The problem: From the listing that follows, extract every line and set it down unaltered.
--- BEGIN Data provided ---
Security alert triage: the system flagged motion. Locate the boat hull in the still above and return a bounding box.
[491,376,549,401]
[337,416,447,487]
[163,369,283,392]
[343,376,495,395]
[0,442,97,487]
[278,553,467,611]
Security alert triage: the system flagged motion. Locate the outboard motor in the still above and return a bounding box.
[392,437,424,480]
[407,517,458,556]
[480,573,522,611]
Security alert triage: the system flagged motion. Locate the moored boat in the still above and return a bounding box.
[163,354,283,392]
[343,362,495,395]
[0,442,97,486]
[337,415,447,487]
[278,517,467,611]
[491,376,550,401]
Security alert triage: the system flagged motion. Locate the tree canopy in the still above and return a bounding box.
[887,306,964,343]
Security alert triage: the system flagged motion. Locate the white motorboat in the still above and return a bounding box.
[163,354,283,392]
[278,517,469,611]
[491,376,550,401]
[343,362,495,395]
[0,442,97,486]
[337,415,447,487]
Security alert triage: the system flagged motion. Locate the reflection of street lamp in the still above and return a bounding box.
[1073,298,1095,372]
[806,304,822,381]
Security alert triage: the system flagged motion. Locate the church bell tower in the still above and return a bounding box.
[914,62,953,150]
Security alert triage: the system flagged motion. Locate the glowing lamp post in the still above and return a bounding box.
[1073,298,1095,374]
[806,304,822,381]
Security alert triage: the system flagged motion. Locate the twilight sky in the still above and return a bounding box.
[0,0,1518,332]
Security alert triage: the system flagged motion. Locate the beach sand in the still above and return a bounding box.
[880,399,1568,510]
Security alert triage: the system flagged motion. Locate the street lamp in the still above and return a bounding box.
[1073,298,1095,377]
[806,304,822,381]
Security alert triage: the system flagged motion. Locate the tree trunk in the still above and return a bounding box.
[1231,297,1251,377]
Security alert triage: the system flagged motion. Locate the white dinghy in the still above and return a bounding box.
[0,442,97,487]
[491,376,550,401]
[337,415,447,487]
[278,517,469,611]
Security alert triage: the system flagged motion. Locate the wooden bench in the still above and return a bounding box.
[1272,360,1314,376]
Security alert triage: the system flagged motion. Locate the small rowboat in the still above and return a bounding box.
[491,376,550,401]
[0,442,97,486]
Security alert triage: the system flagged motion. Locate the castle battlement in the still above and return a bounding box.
--- END Data provided ---
Worked solution:
Security alert triage: the system flagged motion. Locate the boat hull in the still above and return a bounding box.
[491,376,549,401]
[337,416,447,487]
[163,369,283,392]
[343,376,495,395]
[0,442,97,487]
[278,553,467,611]
Security alert triage: the system flagged motion. Locate the outboard motor in the still above and return a bounding box.
[392,437,424,480]
[407,517,458,556]
[480,573,522,611]
Security alert triage: the system flagged motion. Locate the moored boat in the still above and return a bounding box.
[163,354,283,392]
[343,362,495,395]
[0,442,97,486]
[337,415,447,487]
[278,517,467,611]
[491,376,550,401]
Security alert triage: the system flagged motion. Locate the tree canopy in the still above and return a bounding box.
[887,306,964,343]
Security alert triage: the system flagged motion. Locate the white motorboat in the still above and return a bounding box.
[163,354,283,392]
[278,517,469,611]
[491,376,550,401]
[343,362,495,395]
[0,442,97,486]
[337,415,447,487]
Security alert triage: the system flagged motion. Locate the reflection of street lamp in the still above and return a bounding box.
[1073,298,1095,372]
[806,304,822,381]
Security alert triage: the system flagged motion. Locate the church bell tower in the still above and return a bounding box.
[914,62,953,150]
Security alert triage: the system flagged motion. Locate the glowing lamp post in the still above and return a bounding box.
[1073,298,1095,374]
[806,304,822,381]
Security alert triage: the system flagged motion. Locate the twilight sky in the still above and return a bounding box.
[0,0,1518,332]
Security alert triage: the system flagged motion. Locate the beach sand in the still above and return a bounding box.
[880,399,1568,510]
Security alert triage: the system flagged motion. Locate the street lamp in the still above and return a bounding box.
[1073,298,1095,377]
[806,304,822,381]
Security alert triage: the system flagged motion. Locate the tree trunk in the still above and return a bounding box.
[1231,297,1251,377]
Security alert triage: the system flagged motion. Locate the white dinghy in the still above and return a bounding box.
[0,442,97,487]
[491,376,550,401]
[337,415,447,487]
[278,517,469,611]
Security alert triage: the system flagged motion. Locate the wooden bench in the still above and return a bounding box.
[1272,360,1314,376]
Security alert triage: the system flagged motion. Locate the small rowboat in the still above and return a bounding box.
[491,376,550,401]
[0,442,97,486]
Security alert triage: the system flagged motion. Locate the castle battlement in the still above and return a bounding box.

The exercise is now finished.